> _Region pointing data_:

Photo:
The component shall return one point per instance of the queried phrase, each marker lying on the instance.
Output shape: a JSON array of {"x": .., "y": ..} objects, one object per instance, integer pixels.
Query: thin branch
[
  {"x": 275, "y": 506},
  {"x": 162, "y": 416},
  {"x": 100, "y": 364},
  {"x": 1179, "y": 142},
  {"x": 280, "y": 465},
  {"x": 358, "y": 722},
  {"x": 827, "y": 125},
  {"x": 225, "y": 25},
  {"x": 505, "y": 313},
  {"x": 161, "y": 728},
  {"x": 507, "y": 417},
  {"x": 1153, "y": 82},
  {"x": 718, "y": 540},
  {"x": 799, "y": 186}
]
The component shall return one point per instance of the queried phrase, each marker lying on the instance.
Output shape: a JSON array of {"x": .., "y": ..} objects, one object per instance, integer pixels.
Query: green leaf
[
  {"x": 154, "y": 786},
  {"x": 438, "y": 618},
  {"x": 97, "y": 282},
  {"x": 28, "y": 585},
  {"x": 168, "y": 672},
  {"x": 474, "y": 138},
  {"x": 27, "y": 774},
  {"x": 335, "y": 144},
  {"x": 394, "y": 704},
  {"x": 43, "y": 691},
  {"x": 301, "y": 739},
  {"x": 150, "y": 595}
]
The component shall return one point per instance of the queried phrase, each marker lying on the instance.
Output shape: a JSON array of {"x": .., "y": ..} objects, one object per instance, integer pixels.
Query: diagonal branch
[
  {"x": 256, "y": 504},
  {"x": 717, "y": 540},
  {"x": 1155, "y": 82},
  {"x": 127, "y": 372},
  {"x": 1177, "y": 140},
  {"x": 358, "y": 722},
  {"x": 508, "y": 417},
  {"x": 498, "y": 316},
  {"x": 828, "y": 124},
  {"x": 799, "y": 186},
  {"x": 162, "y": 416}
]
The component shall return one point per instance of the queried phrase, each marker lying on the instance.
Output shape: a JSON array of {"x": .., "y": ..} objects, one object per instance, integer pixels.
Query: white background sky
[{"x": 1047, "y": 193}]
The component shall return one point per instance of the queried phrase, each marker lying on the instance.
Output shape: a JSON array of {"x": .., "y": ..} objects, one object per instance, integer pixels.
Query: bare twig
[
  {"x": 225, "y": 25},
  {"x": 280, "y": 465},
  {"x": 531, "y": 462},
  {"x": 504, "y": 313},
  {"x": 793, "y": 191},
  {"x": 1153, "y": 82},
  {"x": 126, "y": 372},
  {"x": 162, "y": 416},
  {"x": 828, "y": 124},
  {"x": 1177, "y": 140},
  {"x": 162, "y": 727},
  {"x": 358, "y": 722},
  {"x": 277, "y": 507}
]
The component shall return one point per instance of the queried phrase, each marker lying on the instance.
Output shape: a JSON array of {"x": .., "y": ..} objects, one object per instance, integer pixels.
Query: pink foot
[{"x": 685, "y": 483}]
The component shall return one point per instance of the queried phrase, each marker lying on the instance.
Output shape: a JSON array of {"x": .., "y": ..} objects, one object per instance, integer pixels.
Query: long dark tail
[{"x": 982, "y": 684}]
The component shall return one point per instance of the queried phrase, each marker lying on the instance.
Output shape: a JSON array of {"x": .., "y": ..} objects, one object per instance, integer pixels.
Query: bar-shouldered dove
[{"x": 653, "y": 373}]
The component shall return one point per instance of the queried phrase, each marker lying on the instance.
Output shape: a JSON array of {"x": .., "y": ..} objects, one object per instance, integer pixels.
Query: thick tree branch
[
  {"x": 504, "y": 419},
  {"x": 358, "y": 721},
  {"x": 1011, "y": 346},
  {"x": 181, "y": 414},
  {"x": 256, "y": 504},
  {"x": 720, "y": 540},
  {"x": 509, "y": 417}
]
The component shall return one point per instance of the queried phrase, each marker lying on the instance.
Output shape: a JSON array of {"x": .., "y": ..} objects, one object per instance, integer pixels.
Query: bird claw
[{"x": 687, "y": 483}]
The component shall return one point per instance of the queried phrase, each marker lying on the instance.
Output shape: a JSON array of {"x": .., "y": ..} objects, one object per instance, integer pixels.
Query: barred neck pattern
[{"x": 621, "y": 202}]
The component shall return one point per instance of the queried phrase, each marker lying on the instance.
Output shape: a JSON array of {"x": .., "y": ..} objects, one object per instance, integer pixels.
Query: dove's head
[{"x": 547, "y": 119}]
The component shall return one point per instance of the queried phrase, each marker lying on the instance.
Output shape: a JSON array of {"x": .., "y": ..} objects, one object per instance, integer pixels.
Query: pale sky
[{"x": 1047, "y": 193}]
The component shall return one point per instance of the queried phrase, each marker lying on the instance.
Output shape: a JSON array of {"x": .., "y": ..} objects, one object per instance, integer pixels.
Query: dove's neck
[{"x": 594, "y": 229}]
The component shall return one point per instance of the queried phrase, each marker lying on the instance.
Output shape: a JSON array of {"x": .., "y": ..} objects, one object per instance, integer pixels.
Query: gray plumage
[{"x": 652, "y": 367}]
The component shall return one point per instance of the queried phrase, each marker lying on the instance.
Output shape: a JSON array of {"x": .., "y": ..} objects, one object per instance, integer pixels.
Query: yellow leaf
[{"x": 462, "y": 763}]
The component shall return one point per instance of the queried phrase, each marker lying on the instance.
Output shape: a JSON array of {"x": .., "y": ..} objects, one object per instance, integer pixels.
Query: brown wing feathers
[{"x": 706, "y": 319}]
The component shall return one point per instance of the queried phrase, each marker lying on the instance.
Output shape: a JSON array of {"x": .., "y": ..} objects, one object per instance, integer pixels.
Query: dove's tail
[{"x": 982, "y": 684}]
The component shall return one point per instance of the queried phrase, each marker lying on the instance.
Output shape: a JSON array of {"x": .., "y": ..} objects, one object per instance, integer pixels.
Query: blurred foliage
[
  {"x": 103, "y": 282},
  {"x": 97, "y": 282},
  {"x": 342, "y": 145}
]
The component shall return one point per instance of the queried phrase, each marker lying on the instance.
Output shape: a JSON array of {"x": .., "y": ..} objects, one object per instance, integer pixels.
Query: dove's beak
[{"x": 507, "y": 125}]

> _Activity_: Precisely as given, transcribe all of the entries above.

> _Expected output_:
Photo:
The component shall return one point per instance of the queried phrase, each marker lying on the instance.
Output shape: a JSON array of {"x": .., "y": ..} objects, one object per instance, integer pixels.
Query: thin branch
[
  {"x": 275, "y": 506},
  {"x": 162, "y": 416},
  {"x": 100, "y": 364},
  {"x": 1179, "y": 142},
  {"x": 280, "y": 465},
  {"x": 358, "y": 722},
  {"x": 827, "y": 125},
  {"x": 225, "y": 25},
  {"x": 505, "y": 313},
  {"x": 161, "y": 728},
  {"x": 507, "y": 417},
  {"x": 1153, "y": 82},
  {"x": 718, "y": 540},
  {"x": 799, "y": 186}
]
The component shall return one point per instance of the queried phrase, each marker lying on the instance.
Output shape: a JSON array of {"x": .., "y": ..} objects, one object per instance, integer pixels.
Query: green leaf
[
  {"x": 154, "y": 786},
  {"x": 438, "y": 618},
  {"x": 97, "y": 282},
  {"x": 28, "y": 585},
  {"x": 168, "y": 672},
  {"x": 474, "y": 138},
  {"x": 27, "y": 774},
  {"x": 335, "y": 144},
  {"x": 394, "y": 704},
  {"x": 43, "y": 691},
  {"x": 301, "y": 739},
  {"x": 150, "y": 595}
]
The component shall return one point per instance of the queried phrase, each marker lying on the instance.
Output shape: a JSON array of {"x": .., "y": ..} objects, one object per instance, integer pixels.
Query: diagonal branch
[
  {"x": 256, "y": 504},
  {"x": 717, "y": 540},
  {"x": 1155, "y": 82},
  {"x": 127, "y": 372},
  {"x": 1177, "y": 140},
  {"x": 358, "y": 722},
  {"x": 508, "y": 417},
  {"x": 498, "y": 316},
  {"x": 828, "y": 124},
  {"x": 799, "y": 186},
  {"x": 162, "y": 416}
]
The component shall return one point per instance of the queried phrase, each marker lying on the instance.
Output shape: a JSON array of {"x": .., "y": ..} objects, one object per instance, integer pixels.
Query: white background sky
[{"x": 1047, "y": 193}]
The component shall return one point per instance of the queried phrase, each marker lying on the instance.
Output shape: a JSON array of {"x": .., "y": ..} objects, one object per instance, integer pixels.
Query: bare twig
[
  {"x": 225, "y": 25},
  {"x": 280, "y": 465},
  {"x": 531, "y": 462},
  {"x": 504, "y": 313},
  {"x": 793, "y": 191},
  {"x": 1153, "y": 82},
  {"x": 126, "y": 372},
  {"x": 162, "y": 416},
  {"x": 828, "y": 124},
  {"x": 1177, "y": 140},
  {"x": 162, "y": 727},
  {"x": 358, "y": 722},
  {"x": 277, "y": 507}
]
The component shall return one point per instance of the queried phrase, each marker lying on the instance.
Output shape: a JSON array of {"x": .., "y": ..} objects, one object per instance, integer pixels.
Query: pink foot
[{"x": 685, "y": 483}]
The component shall return one point per instance of the queried phrase, each marker lying on the instance.
Output shape: a JSON array of {"x": .., "y": ..} objects, one object per instance, integer pixels.
Query: long dark tail
[{"x": 982, "y": 684}]
The component shall return one point per instance of the queried phrase, each marker lying on the instance.
Output shape: a JSON array of {"x": .., "y": ..} objects, one object per instance, integer pixels.
Query: bar-shouldered dove
[{"x": 653, "y": 373}]
The component shall return one point per instance of the queried phrase, each marker lying on the instance.
Output shape: a JSON array of {"x": .., "y": ..} objects, one object per instance, integer pixels.
Query: thick tree branch
[
  {"x": 504, "y": 419},
  {"x": 358, "y": 721},
  {"x": 1011, "y": 346},
  {"x": 181, "y": 414},
  {"x": 256, "y": 504},
  {"x": 720, "y": 540},
  {"x": 509, "y": 417}
]
The component shall return one point per instance of the queried phrase, each marker lying on the instance.
Output shape: a JSON array of {"x": .., "y": ..} objects, one object per instance, integer pixels.
Query: bird claw
[{"x": 687, "y": 483}]
The component shall return one point per instance of the queried phrase, each marker lying on the instance.
Output shape: a JSON array of {"x": .., "y": ..} objects, one object per instance, integer pixels.
Query: barred neck pattern
[{"x": 621, "y": 202}]
The component shall return one point per instance of the queried phrase, each marker lying on the instance.
Output shape: a JSON array of {"x": .., "y": ..} objects, one object per instance, integer pixels.
Query: dove's head
[{"x": 547, "y": 119}]
The component shall return one point per instance of the queried phrase, each marker lying on the instance.
Output shape: a JSON array of {"x": .., "y": ..} objects, one object per instance, integer pixels.
Query: pale sky
[{"x": 1047, "y": 193}]
The component shall return one point per instance of the queried phrase, each marker lying on the instance.
Output shape: a JSON array of {"x": .., "y": ..} objects, one object per instance, integer pixels.
Query: dove's neck
[{"x": 594, "y": 229}]
The component shall return one point per instance of the queried phrase, each marker lying on the instance.
Output shape: a JSON array of {"x": .., "y": ..} objects, one object per instance, integer pixels.
Query: gray plumage
[{"x": 652, "y": 367}]
The component shall return one point per instance of the queried phrase, each marker lying on the instance.
Output shape: a JSON array of {"x": .., "y": ..} objects, one object per instance, integer pixels.
Query: yellow leaf
[{"x": 462, "y": 763}]
The component shall return one point per instance of the queried phrase, each marker lying on the instance.
Output shape: a JSON array of {"x": .., "y": ..} objects, one object per instance, integer pixels.
Query: brown wing feathers
[{"x": 706, "y": 319}]
The component shall return one point per instance of the queried phrase, each marker lying on the instance.
Output shape: a JSON array of {"x": .., "y": ..} objects, one object per instance, integer pixels.
Query: dove's tail
[{"x": 982, "y": 684}]
The component shall return one point per instance of the queried phrase, each marker lying on the instance.
Output shape: a JSON array of {"x": .., "y": ..} objects, one object per instance, integer pixels.
Query: blurred foliage
[
  {"x": 103, "y": 282},
  {"x": 97, "y": 282},
  {"x": 342, "y": 145}
]
The component shall return one point per instance of the queried phrase, each marker lying on the instance.
Output shape: a JSON array of {"x": .., "y": ..} objects, one object per instance, integer pixels.
Query: dove's beak
[{"x": 507, "y": 125}]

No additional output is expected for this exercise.